READING PASSAGE →

# Blue Green Algae Remover



## pat3612 (Jan 29, 2008)

Dont know if anyones heard of this . I found out about it over at the planted tank. It kills all kind if algae safe for fish plants and shrimp. The guys that have used it say it works great even kills BBA. I just ordered some so Ill let you know how it works.You can order it at Mops.ca Ps Eric you were right it is BBa when I seen it on moss it looks different then on plants I wonder why my plants dont have it though.


----------



## Darkblade48 (Jan 28, 2008)

What is the product called?


----------



## pat3612 (Jan 29, 2008)

Darkblade48 said:


> What is the product called?


Same as the title heres a pic


----------



## Darkblade48 (Jan 28, 2008)

I have a strong sneaking suspicion that this is just erythromycin repackaged into a fancy box.


----------



## pat3612 (Jan 29, 2008)

That could be how much is erythomycin.and where do you get it. Thanks Pat


----------



## _Green_ (Dec 30, 2008)

you can also get it at big al's http://www.bigalsonline.ca/StoreCat...=Blue+Green+Algae+Remover&queryType=0&offset=

I think I will get some this weekend


----------



## pat3612 (Jan 29, 2008)

_Green_ said:


> you can also get it at big al's http://www.bigalsonline.ca/StoreCat...=Blue+Green+Algae+Remover&queryType=0&offset=
> 
> I think I will get some this weekend


It was only 10.95 or something but I had to pay shipping think it was about 16.00 total didnt know Als had it. If you use it this weekend let me know how it works. Kind of leary using it with shrimp. Do you have shrimp.


----------



## Chris S (Dec 19, 2007)

named BGA...yet kills all sorts of algae eh?

I find that hard to believe. The only thing that will really "kill" BGA would be an antibiotic, and that wouldn't touch BBA or any other "real" algae.

It is likely ethromycin.

People are always looking for the "quick fix" - using this stuff, or anything like it, is not solving anything. The more shit you put in your tank, the more problems you will have - guaranteed. I don't care how "safe" something is.

The only thing I ever dump in my tanks is seachem prime and ferts.


----------

OBJECTIVE →
In the forum thread about Blue Green Algae Remover, what does Chris S say is the only thing he ever adds to his tanks?

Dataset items

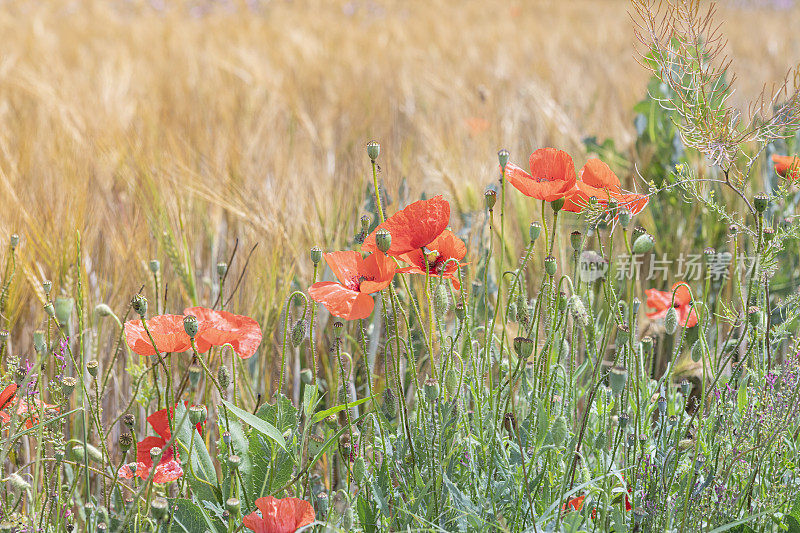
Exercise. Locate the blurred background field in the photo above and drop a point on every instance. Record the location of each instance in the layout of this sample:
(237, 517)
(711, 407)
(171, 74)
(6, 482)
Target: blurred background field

ANSWER FOR THIS EXERCISE →
Seachem Prime and ferts.